(Data listing)
########

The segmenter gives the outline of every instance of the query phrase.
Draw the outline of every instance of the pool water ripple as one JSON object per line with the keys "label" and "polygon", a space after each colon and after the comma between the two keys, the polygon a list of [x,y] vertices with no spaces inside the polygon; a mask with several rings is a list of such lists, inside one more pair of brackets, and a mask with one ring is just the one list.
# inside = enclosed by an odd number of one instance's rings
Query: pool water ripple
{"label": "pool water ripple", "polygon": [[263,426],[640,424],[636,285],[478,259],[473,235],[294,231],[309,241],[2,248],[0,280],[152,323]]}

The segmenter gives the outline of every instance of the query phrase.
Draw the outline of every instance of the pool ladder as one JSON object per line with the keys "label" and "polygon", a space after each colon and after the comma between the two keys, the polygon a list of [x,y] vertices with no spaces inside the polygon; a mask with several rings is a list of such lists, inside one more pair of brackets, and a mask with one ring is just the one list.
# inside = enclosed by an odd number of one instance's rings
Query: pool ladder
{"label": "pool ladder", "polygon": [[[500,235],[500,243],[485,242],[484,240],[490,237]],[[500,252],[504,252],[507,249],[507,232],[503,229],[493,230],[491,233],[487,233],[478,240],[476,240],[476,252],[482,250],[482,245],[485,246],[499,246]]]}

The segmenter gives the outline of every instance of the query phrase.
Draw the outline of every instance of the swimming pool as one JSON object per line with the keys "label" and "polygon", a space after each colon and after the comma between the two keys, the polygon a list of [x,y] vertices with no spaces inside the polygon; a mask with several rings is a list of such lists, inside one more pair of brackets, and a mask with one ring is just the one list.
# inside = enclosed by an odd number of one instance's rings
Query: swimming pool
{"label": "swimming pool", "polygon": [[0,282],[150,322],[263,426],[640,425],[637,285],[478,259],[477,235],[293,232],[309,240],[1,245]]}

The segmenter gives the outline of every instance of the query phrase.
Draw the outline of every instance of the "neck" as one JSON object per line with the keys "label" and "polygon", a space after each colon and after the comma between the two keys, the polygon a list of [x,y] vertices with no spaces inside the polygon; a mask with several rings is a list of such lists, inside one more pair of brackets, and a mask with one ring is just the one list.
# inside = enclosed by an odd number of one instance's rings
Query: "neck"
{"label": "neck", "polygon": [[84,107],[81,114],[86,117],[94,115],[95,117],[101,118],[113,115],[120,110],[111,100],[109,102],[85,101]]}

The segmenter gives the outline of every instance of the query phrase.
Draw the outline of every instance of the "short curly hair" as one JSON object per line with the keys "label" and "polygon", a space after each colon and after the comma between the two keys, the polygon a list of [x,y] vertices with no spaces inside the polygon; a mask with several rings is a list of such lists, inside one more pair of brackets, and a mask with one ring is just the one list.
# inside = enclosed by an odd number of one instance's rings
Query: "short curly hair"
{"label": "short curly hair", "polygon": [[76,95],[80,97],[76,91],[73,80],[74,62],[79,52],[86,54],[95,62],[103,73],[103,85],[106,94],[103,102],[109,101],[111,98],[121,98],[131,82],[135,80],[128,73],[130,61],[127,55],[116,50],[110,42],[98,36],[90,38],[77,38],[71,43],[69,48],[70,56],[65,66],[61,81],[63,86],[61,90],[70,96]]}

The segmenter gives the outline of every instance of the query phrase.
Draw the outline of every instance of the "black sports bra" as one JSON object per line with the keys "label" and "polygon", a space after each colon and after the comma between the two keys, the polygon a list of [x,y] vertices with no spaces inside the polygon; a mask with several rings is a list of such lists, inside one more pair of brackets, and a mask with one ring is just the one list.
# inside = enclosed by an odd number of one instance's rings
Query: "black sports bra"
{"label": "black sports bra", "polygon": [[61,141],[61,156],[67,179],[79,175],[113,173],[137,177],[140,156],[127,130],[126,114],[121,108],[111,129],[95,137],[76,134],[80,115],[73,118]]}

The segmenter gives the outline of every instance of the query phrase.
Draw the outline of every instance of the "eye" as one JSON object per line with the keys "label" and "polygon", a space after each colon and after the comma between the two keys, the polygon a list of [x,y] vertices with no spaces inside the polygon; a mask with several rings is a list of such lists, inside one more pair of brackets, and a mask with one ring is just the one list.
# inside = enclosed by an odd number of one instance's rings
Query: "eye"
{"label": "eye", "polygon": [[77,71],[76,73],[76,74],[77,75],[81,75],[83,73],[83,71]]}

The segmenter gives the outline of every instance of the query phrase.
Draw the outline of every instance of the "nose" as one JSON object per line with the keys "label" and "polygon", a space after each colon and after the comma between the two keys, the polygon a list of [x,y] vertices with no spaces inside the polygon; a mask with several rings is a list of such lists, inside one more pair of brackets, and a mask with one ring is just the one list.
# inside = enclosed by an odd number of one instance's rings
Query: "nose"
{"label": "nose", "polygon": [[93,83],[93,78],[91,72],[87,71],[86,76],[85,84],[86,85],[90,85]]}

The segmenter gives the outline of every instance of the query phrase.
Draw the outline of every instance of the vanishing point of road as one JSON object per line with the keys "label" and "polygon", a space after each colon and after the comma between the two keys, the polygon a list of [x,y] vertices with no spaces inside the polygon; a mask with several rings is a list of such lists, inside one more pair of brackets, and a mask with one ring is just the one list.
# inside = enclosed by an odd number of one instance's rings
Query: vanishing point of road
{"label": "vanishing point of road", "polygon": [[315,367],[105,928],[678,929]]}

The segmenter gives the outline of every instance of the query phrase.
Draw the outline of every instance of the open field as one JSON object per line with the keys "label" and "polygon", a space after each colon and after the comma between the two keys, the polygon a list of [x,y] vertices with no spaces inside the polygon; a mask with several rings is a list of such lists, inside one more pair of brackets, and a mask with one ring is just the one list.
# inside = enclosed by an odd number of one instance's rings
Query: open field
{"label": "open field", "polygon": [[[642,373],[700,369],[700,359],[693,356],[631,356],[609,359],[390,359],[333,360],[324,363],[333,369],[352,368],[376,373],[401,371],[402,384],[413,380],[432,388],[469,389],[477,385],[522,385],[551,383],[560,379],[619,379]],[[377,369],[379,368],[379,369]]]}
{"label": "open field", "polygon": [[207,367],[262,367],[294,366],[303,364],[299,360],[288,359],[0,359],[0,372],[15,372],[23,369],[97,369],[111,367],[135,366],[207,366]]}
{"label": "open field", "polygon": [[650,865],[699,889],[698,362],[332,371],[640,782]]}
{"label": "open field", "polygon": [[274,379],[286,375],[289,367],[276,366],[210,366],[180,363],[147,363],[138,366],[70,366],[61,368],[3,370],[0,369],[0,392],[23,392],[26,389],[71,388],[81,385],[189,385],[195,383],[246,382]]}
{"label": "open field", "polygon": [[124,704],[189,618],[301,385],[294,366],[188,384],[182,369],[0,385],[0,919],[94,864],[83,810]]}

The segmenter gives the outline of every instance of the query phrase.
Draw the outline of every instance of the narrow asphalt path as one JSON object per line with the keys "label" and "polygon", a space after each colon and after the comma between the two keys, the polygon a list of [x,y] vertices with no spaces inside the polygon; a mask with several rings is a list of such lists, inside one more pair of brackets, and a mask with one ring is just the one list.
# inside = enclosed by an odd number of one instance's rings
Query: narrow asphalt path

########

◆ **WORK TO BE COMPLETED**
Convert every line of the entries into a JSON list of strings, one string per line, leaving out the blank lines.

◆ **SOLUTION FOR THIS EXERCISE**
[
  "The segmenter gives the outline of every instance of the query phrase.",
  "Draw the outline of every instance of the pool water ripple as one JSON object per line with the keys \"label\" and \"polygon\", a space after each colon and after the comma between the two keys, the polygon a list of [x,y] vertices with no spaces inside the polygon; a mask with several rings is a list of such lists, inside one more pair of brackets, and a mask with one ring is just the one list.",
  "# inside = enclosed by an odd number of one instance's rings",
  "Query: pool water ripple",
  "{\"label\": \"pool water ripple\", \"polygon\": [[263,426],[640,424],[636,285],[478,259],[473,235],[294,231],[309,241],[2,248],[0,280],[152,323]]}",
  "The segmenter gives the outline of every instance of the query phrase.",
  "Draw the outline of every instance of the pool ladder as one JSON object per line with the keys \"label\" and \"polygon\", a space after each colon and after the comma between the two keys, the polygon a list of [x,y] vertices with no spaces inside the polygon; a mask with several rings is a list of such lists, inside one more pair of brackets, and a mask with one ring is just the one list.",
  "# inside = enclosed by an odd number of one instance's rings",
  "Query: pool ladder",
  "{\"label\": \"pool ladder\", \"polygon\": [[[500,235],[500,243],[485,242],[484,240],[490,237]],[[500,252],[504,252],[507,249],[507,232],[503,229],[493,230],[491,233],[487,233],[478,240],[476,240],[476,252],[482,250],[482,245],[485,246],[499,246]]]}",
  "The segmenter gives the outline of every instance of the query phrase.",
  "Draw the outline of every instance of the swimming pool as one JSON object per line with the keys \"label\" and \"polygon\", a space after each colon and after the comma between the two keys, the polygon a list of [x,y] vertices with no spaces inside the polygon; a mask with several rings is a list of such lists, inside one more pair of brackets, and a mask with one ring is just the one list.",
  "# inside = enclosed by an odd number of one instance's rings",
  "Query: swimming pool",
  "{\"label\": \"swimming pool\", \"polygon\": [[0,282],[150,322],[263,426],[640,425],[637,285],[478,259],[477,235],[293,232],[309,240],[1,245]]}",
  "The segmenter gives the outline of every instance of the query phrase.",
  "Draw the outline of every instance of the \"neck\" as one JSON object per line with the keys \"label\" and \"polygon\", a space after each colon and after the comma between the two keys, the polygon a list of [x,y] vertices with no spaces inside the polygon; a mask with several rings is a list of such lists, inside one more pair of brackets, and a mask with one ring is just the one list.",
  "# inside = enclosed by an odd number of one instance's rings",
  "Query: \"neck\"",
  "{\"label\": \"neck\", \"polygon\": [[84,107],[81,114],[86,117],[94,115],[95,117],[101,118],[113,115],[120,110],[111,100],[109,102],[85,101]]}",
  "The segmenter gives the outline of every instance of the query phrase.",
  "Draw the outline of every instance of the \"short curly hair\" as one JSON object per line with the keys \"label\" and \"polygon\", a space after each colon and after the comma between the two keys, the polygon a list of [x,y] vertices with no spaces inside the polygon; a mask with several rings is a list of such lists, inside one more pair of brackets, and a mask with one ring is just the one list.",
  "# inside = enclosed by an odd number of one instance's rings",
  "Query: \"short curly hair\"",
  "{\"label\": \"short curly hair\", \"polygon\": [[76,95],[80,97],[76,91],[73,80],[74,62],[79,52],[86,54],[95,62],[103,73],[103,85],[106,94],[103,102],[109,101],[111,98],[121,98],[131,82],[135,80],[128,73],[130,61],[127,55],[116,50],[110,42],[98,36],[90,38],[77,38],[71,43],[69,48],[70,56],[65,66],[61,81],[63,86],[61,90],[70,96]]}",
  "The segmenter gives the outline of every instance of the query phrase.",
  "Draw the outline of every instance of the \"black sports bra\" as one JSON object per line with the keys \"label\" and \"polygon\", a space after each colon and after the comma between the two keys, the polygon a list of [x,y] vertices with no spaces inside the polygon; a mask with several rings is a list of such lists, inside one more pair of brackets, and a mask with one ring is just the one list.",
  "# inside = enclosed by an odd number of one instance's rings",
  "Query: \"black sports bra\"",
  "{\"label\": \"black sports bra\", \"polygon\": [[61,141],[61,156],[67,179],[79,175],[113,173],[137,177],[140,156],[127,130],[126,114],[121,108],[111,129],[95,137],[76,134],[80,115],[73,118]]}",
  "The segmenter gives the outline of every instance of the query phrase.",
  "Draw the outline of every instance of the \"eye\" as one JSON object per line with the keys \"label\" and \"polygon\", a space after each colon and after the comma between the two keys, the polygon a list of [x,y] vertices with no spaces inside the polygon; a mask with several rings is a list of such lists, inside one more pair of brackets, and a mask with one ring is just the one list.",
  "# inside = enclosed by an odd number of one instance's rings",
  "Query: \"eye\"",
  "{\"label\": \"eye\", \"polygon\": [[77,71],[76,73],[76,74],[77,75],[81,75],[83,73],[83,71]]}",
  "The segmenter gives the outline of every instance of the query phrase.",
  "Draw the outline of every instance of the \"nose\" as one JSON object per line with the keys \"label\" and \"polygon\", a space after each colon and after the comma between the two keys, the polygon a list of [x,y] vertices with no spaces inside the polygon; a mask with several rings is a list of such lists, inside one more pair of brackets, and a mask with one ring is just the one list.",
  "# inside = enclosed by an odd number of one instance's rings",
  "Query: \"nose\"",
  "{\"label\": \"nose\", \"polygon\": [[93,83],[93,78],[91,72],[87,71],[86,76],[85,84],[86,85],[90,85]]}",
  "The segmenter gives the outline of every instance of the query phrase.",
  "Draw the outline of every instance of the vanishing point of road as one JSON object per line with the keys \"label\" and \"polygon\", a space after each colon and after the comma between the two keys, the polygon a list of [x,y] vertices with no spaces inside the polygon; a mask with several rings is a list of such lists, inside one more pair of brackets, and a mask with one ring is just the one list.",
  "# inside = enclosed by an odd number of one instance's rings",
  "Query: vanishing point of road",
  "{\"label\": \"vanishing point of road\", \"polygon\": [[315,367],[105,928],[678,929]]}",
  "The segmenter gives the outline of every instance of the query phrase.",
  "Draw the outline of every instance of the open field as one JSON object per line with the keys \"label\" and \"polygon\", a space after each colon and after the comma between the two keys, the polygon a list of [x,y] vertices with no spaces inside the polygon; a mask with several rings is a list of such lists, inside one more pair of brackets, and a mask with one ring is just the one list.",
  "# inside = enclosed by an odd number of one instance's rings",
  "Query: open field",
  "{\"label\": \"open field\", \"polygon\": [[[642,373],[700,369],[700,359],[693,356],[631,356],[609,359],[390,359],[333,360],[324,363],[333,369],[352,368],[376,373],[401,371],[402,384],[413,380],[432,388],[469,389],[477,385],[522,385],[551,383],[560,379],[619,379]],[[377,369],[379,368],[379,369]]]}",
  "{\"label\": \"open field\", \"polygon\": [[207,367],[262,367],[294,366],[303,364],[299,360],[288,359],[0,359],[0,372],[15,372],[23,369],[97,369],[111,367],[135,366],[207,366]]}",
  "{\"label\": \"open field\", \"polygon\": [[650,865],[699,889],[698,362],[332,371],[640,782]]}",
  "{\"label\": \"open field\", \"polygon\": [[274,379],[286,375],[289,367],[276,366],[210,366],[180,363],[147,363],[138,366],[70,366],[61,368],[3,370],[0,369],[0,392],[23,392],[26,389],[71,388],[81,385],[189,385],[195,383],[246,382]]}",
  "{\"label\": \"open field\", \"polygon\": [[124,704],[189,618],[301,385],[294,366],[188,384],[182,369],[0,385],[0,919],[94,864],[83,810]]}",
  "The segmenter gives the outline of every instance of the query phrase.",
  "Draw the outline of every instance of the narrow asphalt path as one JSON object per line with the keys \"label\" and \"polygon\", a space after each colon and after the comma between the two keys, the polygon a list of [x,y] vertices with no spaces inside the polygon; a mask with several rings is a list of such lists, inside one more pair of brackets, and a mask with one ring is just the one list.",
  "# inside = enclosed by an odd number of one instance's rings",
  "Query: narrow asphalt path"
]